Collected data entries:
....................
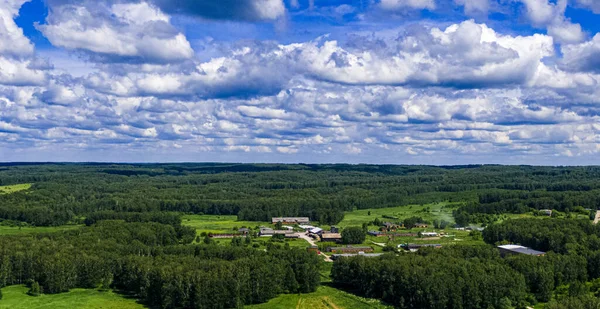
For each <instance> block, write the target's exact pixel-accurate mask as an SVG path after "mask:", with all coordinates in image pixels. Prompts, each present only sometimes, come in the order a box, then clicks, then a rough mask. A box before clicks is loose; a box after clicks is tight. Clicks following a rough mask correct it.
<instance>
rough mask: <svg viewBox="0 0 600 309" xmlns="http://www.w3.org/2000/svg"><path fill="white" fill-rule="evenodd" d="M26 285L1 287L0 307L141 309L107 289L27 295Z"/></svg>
mask: <svg viewBox="0 0 600 309" xmlns="http://www.w3.org/2000/svg"><path fill="white" fill-rule="evenodd" d="M27 290H28V289H27V287H25V286H23V285H13V286H9V287H5V288H3V289H2V294H3V296H4V297H3V298H2V300H0V309H9V308H10V309H42V308H44V309H46V308H47V309H50V308H51V309H97V308H103V309H142V308H146V307H145V306H143V305H140V304H138V303H137V302H136V301H135V300H134V299H128V298H126V297H124V296H122V295H120V294H117V293H114V292H111V291H107V292H100V291H96V290H86V289H73V290H71V291H70V292H68V293H62V294H53V295H41V296H38V297H33V296H29V295H27Z"/></svg>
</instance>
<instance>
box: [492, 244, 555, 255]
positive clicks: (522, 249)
mask: <svg viewBox="0 0 600 309" xmlns="http://www.w3.org/2000/svg"><path fill="white" fill-rule="evenodd" d="M498 250H500V255H501V256H502V257H505V256H507V255H516V254H525V255H533V256H543V255H545V254H546V252H542V251H537V250H533V249H531V248H528V247H524V246H520V245H502V246H498Z"/></svg>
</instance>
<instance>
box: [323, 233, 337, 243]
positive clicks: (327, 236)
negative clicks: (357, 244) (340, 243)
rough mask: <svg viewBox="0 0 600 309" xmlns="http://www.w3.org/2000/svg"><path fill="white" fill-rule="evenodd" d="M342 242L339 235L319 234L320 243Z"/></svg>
mask: <svg viewBox="0 0 600 309" xmlns="http://www.w3.org/2000/svg"><path fill="white" fill-rule="evenodd" d="M340 240H342V235H341V234H340V233H323V234H321V241H332V242H336V241H340Z"/></svg>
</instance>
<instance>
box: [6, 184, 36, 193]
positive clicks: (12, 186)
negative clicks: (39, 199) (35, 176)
mask: <svg viewBox="0 0 600 309" xmlns="http://www.w3.org/2000/svg"><path fill="white" fill-rule="evenodd" d="M29 188H31V184H30V183H22V184H16V185H8V186H0V194H10V193H14V192H19V191H25V190H29Z"/></svg>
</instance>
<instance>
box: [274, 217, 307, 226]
mask: <svg viewBox="0 0 600 309" xmlns="http://www.w3.org/2000/svg"><path fill="white" fill-rule="evenodd" d="M278 222H281V223H283V224H309V223H310V219H309V218H308V217H274V218H271V223H273V224H275V223H278Z"/></svg>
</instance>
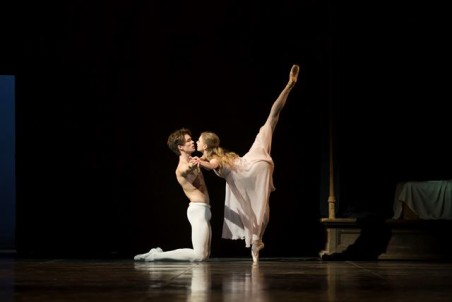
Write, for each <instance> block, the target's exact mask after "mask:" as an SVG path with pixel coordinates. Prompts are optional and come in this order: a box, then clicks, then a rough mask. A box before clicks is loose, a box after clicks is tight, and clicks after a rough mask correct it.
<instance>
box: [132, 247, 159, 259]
mask: <svg viewBox="0 0 452 302" xmlns="http://www.w3.org/2000/svg"><path fill="white" fill-rule="evenodd" d="M161 252H163V250H162V249H161V248H159V247H156V248H153V249H151V250H150V251H149V252H147V253H144V254H139V255H136V256H135V257H133V260H137V261H140V260H141V261H146V258H147V257H148V256H149V255H152V254H154V253H161Z"/></svg>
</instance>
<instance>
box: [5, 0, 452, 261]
....................
Return each line of the material above that contains the word "order".

For each <instance> block, write the target's exact pixel-accurate mask as an SVG path after "mask:", with all coordinates in image pixels. Prompts, each present only sometimes, come in the order a box, then clicks, then a rough mask. A box before clicks is loose; a box after clicks is tight. Clicks following a rough mask correct it.
Write, for each <instance> block, the target's exact mask after "mask:" as an SVG path with pixel coordinates. Prompts are optional and come in this order: a box, then clicks, then a rough mask. A box before clicks is loose, a box after clicks is tight, and clicks after a rough mask correct it.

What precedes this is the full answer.